**Directions**
From the listing below, set down exactly each line beginning with the one containing "Looking at the picture above, whereabouts is the bare" and ending with the last.

**Source material**
◇ ◇ ◇
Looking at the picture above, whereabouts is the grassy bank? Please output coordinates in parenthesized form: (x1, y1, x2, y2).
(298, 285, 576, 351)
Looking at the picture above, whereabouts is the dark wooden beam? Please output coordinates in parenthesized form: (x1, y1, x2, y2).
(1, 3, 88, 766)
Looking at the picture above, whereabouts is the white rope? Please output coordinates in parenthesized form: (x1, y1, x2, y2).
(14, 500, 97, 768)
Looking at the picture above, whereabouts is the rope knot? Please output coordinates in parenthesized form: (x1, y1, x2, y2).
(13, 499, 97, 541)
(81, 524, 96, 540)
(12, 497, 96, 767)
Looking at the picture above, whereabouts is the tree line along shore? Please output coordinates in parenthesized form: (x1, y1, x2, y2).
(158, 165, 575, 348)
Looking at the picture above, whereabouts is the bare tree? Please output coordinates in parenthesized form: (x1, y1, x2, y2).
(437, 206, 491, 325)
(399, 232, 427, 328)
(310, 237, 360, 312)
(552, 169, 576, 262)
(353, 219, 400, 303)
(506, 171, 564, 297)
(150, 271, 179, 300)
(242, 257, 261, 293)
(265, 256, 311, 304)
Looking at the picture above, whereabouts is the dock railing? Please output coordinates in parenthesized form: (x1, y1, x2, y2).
◇ ◇ ◇
**Solved exercise**
Looking at the picture above, whereabouts is the bare tree? Please output coordinates in parenthesized form: (x1, y1, x2, y2).
(437, 206, 491, 325)
(399, 232, 427, 328)
(310, 237, 360, 312)
(552, 169, 576, 262)
(353, 219, 400, 303)
(506, 171, 564, 297)
(150, 271, 179, 300)
(242, 257, 261, 293)
(265, 256, 311, 304)
Looking at the picture above, whereabouts is the dock railing? Please output coordinates in parenthesized form: (x1, y1, x2, y2).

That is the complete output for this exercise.